§ **Exercise requirements**
Each record below should be given again exactly as it reads.

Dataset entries
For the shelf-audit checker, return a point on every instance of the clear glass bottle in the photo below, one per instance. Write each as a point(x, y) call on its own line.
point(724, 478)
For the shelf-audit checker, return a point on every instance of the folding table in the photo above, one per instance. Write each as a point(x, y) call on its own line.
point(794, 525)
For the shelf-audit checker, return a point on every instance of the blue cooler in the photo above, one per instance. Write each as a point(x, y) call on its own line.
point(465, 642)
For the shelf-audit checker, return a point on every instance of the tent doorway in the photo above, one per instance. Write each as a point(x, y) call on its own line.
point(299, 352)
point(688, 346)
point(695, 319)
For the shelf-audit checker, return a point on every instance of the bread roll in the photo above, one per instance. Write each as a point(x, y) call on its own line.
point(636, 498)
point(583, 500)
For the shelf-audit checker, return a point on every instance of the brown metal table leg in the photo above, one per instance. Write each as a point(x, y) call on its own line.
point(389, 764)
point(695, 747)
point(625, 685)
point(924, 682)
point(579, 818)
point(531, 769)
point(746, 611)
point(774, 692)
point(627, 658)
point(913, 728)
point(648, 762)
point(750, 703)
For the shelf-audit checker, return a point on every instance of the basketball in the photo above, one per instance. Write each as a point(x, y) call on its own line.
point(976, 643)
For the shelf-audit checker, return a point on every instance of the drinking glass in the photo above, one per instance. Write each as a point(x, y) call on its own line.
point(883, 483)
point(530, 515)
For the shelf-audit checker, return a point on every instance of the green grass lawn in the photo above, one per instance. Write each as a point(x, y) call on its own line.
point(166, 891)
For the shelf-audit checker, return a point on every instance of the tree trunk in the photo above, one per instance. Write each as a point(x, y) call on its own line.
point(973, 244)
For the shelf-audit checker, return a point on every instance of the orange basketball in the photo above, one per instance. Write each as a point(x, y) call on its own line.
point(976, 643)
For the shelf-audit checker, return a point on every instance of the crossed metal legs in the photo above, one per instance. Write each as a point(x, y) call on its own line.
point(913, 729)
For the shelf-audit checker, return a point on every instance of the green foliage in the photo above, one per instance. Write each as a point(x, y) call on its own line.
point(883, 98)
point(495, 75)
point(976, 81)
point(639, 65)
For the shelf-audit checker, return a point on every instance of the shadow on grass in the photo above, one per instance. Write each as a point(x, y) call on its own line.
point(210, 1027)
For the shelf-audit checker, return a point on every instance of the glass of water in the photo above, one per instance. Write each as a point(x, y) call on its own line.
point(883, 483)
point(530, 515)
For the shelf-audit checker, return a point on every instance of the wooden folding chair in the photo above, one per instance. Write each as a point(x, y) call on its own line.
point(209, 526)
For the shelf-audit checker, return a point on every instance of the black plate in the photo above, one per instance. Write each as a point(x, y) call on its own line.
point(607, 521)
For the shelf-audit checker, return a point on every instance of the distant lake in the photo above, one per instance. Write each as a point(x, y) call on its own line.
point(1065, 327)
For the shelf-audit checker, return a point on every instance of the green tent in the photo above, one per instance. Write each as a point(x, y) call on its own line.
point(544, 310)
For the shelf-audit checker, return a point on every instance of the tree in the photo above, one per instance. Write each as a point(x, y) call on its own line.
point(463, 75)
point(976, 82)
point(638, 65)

§ **Written solution**
For the shelf-audit checker, return a point on every instance of the clear glass bottle in the photo below, one per instance. Write each as a point(x, y) call on its own line.
point(724, 478)
For the shelf-audit checker, return a point on every instance of the folding table in the photo above, one per instance. Write each as a point(x, y) call on its own line.
point(794, 525)
For the shelf-audit checker, return a point on every instance of the blue cooler in the photo above, one per instance. Write each as a point(x, y) call on its own line.
point(465, 642)
For the shelf-audit checker, return a point on every instance of the tent doorway in the photo above, one per instance. Write each as a point(x, y) call on its own line.
point(299, 352)
point(688, 346)
point(695, 319)
For the shelf-audit checker, return a point on every instance of the bread roll in the photo above, one per instance. Write each as a point(x, y) call on its own line.
point(636, 498)
point(583, 500)
For the shelf-audit checker, return a point on every instance of the brown metal table leg in the photo above, one per instance. Write each as a point(x, y) call on its own line.
point(389, 764)
point(695, 747)
point(625, 685)
point(924, 682)
point(579, 818)
point(531, 769)
point(746, 611)
point(774, 692)
point(627, 658)
point(913, 728)
point(648, 762)
point(750, 703)
For the shelf-audit checker, return a point on every instance of the basketball in the photo above, one per instance. Write each as a point(x, y) call on its own line.
point(976, 643)
For the shelf-audit checker, return a point on every instance of the drinking glass in the photo above, one per instance. Write each as a point(x, y) call on its own line.
point(883, 483)
point(530, 515)
For the shelf-audit checker, return a point on every instance of the green grass lawn in the photo above, one per instance. Write each as a point(x, y) call on its own line.
point(166, 891)
For the shelf-audit checker, return a point on every instance of the tree trunk in the photo above, one per instance. Write each as a point(x, y) call on its own line.
point(973, 244)
For the shelf-audit checker, return a point on every instance of the orange basketball in the photo above, one per instance. Write each as a point(x, y) call on its own line.
point(976, 643)
For the shelf-audit checker, return a point on every instance of the crossed metal legs in the photo above, one per instance. Write each as a point(x, y) call on its own line.
point(913, 729)
For the shelf-audit checker, return a point on every instance of the green foliage in the photo above, one per instance. Write each as a point(x, y) call on its own line.
point(883, 98)
point(495, 75)
point(976, 81)
point(639, 65)
For the shelf-audit checker, return a point on every instance of the shadow on grass in the photo above, one per instance. Write each as a point(x, y) call on its own line.
point(210, 1027)
For the shelf-audit checker, return a point on every instance of the glass of water in the photo above, one per instance. Write each as a point(x, y) call on its own line.
point(883, 483)
point(530, 515)
For the shelf-audit checker, return a point on every instance of the wooden folding chair in the photo above, one per instance. Write each as a point(x, y) call on its own line.
point(209, 526)
For the shelf-audit checker, return a point on every instance of the black plate in the photo above, one per instance. Write each as a point(x, y) call on its own line.
point(607, 521)
For the shelf-audit checker, return a point on every instance of the distant lake in the photo above, one per instance. Write each as a point(x, y) call on its own line.
point(1065, 327)
For the shelf-audit checker, return a point on every instance of the green tent in the photo above, one per instance. Write each as a point(x, y) call on its own line.
point(544, 310)
For the shelf-audit checker, return a point on every instance of the tree in the photo above, one per instance. Write each as a point(x, y) call on its own line.
point(463, 75)
point(976, 82)
point(638, 65)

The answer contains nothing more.